Extend the firewood article from the point where it stops, picking up after its final sentence.

### PAGE EXCERPT
· · · · ·
White fir does make a good kindling wood. This would be used to start a fire quickly. When split into 1″ x 6″ pieces, this will quickly ignite and hardwood can be placed on it to start the real hot fire.

White pine is plentiful across the western states and Canada and is used heavily in construction. It burns quickly when dry but also has a high content of pine sap which adds to creosote buildup in chimneys. Pine creates a lot of ashes.

Spruce is in the pine family and has similar qualities as pine for burning and ash content.

The statistics on these woods are listed in the table below.

Species Green Wt.
Per Cord
Dry
Wt.
Per Cord
Millions
BTU’s
Per Cord
Ease of Splitting
White Fir 3580 2100 14.6 Easy
White Pine 2900 2250 15.9 Easy
Spruce 2800 2240 15.5 Easy

Drying Wood

Wood for burning should be dried or seasoned to 15% to 20% moisture content. As you can see by some of the charts, this can reduce the weight of the wood by 1/3 (most hardwoods) to as much as 50% in some softwoods. Allowing the wood to dry and lose its moisture is necessary for the wood to burn properly. Wood that is too “wet” will waste heat as the heat created is used in drying out the wood.

Wood should be cut and split at least six months and preferably 12 months ahead, so it has sufficient time to dry. It should then be stacked in single rows, off the ground to let air move through the wood to dry it thoroughly.

Wood that has been dried to the proper moisture content will provide the maximum BTU’s per cord and will leave the least amount of ashes to be removed from the wood burner.

Properly seasoned wood will also burn “safer” as it will produce less PM or Particulate Matter. These are the contaminants that exit the chimney and stick to the walls of the chimney causing creosote buildup.

Properly seasoning your firewood is an efficiency issue as well as a safety issue. Plan ahead to have your wood supply delivered, cut, and split well in advance of the burning season.

Storing Wood

Once your wood is cured to the proper moisture content, the wood should be placed in storage. You do not necessarily have to move the wood. It should at least be covered. A simple tarp will do. Just covering the wood with a watertight cover will maintain a consistent moisture content where it is for several years.

A wood shed is an option to dry and then store wood in without moving the wood. A wood shed has a roof to protect the wood from rain and snow but has open (6″ gaps) in the walls to allow air to move through the structure and through the wood.

Storing wood inside an enclosed barn or shed is fine also. I would not recommend this long term. The gaps in wood storage allow mice and other critters to nest in the piles. Having a cat or mouse traps to reduce the population is highly recommended, or the pests will take over. The wood will remain dry for long periods of time but rotating the supply will keep it fresh and disrupt the mouse population.

Burning Wood

Burning the almost 30 species of wood discussed is the point of the article.  Finding, cutting, splitting, drying, storing is all done to burn the wood and produce heat. This is why I will spend more time finding quality wood that will produce more heat than finding wood quickly that produces little heat and a lot of ashes.  

If I can purchase one cord of osage orange wood, it is better than two cords of cottonwood that I can pick up for free from a friend’s downed trees.
· · · · ·
### GIVEN DATA
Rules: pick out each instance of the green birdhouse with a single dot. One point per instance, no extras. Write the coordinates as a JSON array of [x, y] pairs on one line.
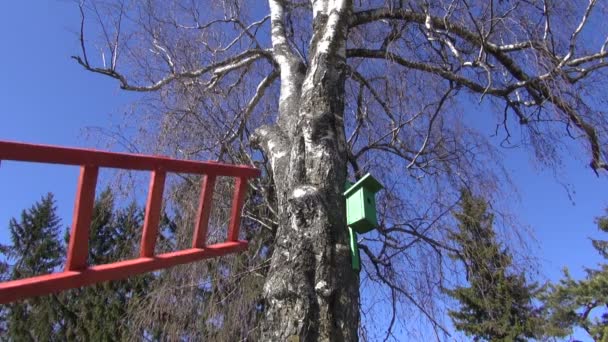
[[361, 204]]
· · · · ·
### RESPONSE
The properly dried hardwood will ignite easily and burn longer and hotter than a softwood every time. Once the fire is lit and burning, the base of coals should be maintained to keep the fire burning as new wood is added. A two to three inch base of coals should be left from the last batch of wood to set the new load of wood on as it is added to the stove.

The hardwoods that I have listed in the article all have good to excellent characteristics when it comes to leaving a long-lasting, hot burning coal. Adding wood to the fire while the coals are still hot is key to keeping the fire consistent and crucial to maintaining a warm home.

A new tool for wood burning stoves in this day of technology is a thermometer that will alert the homeowner on a smartphone app when the stove is too hot or too cool. The Tempsure wood stove thermometer will enable you to view the wood stove temperature on your phone.

Ash Removal

Removing the ashes from a wood burner is another task that is required. The species of wood has a large effect on the amount of ash that is produced and remains after a fire is burned.

Just as I prefer to burn wood that provides more heat, I also prefer to burn wood that provides less ash. Anything I can do (after 40 years of burning wood) to reduce the amount of work to make heat is advantageous to me and you.

The majority of the hardwoods in the list have low ash after burning content. The softwoods generally have the opposite. They have higher ash after burning content. This is just one additional reason to find and burn hardwoods over softwoods.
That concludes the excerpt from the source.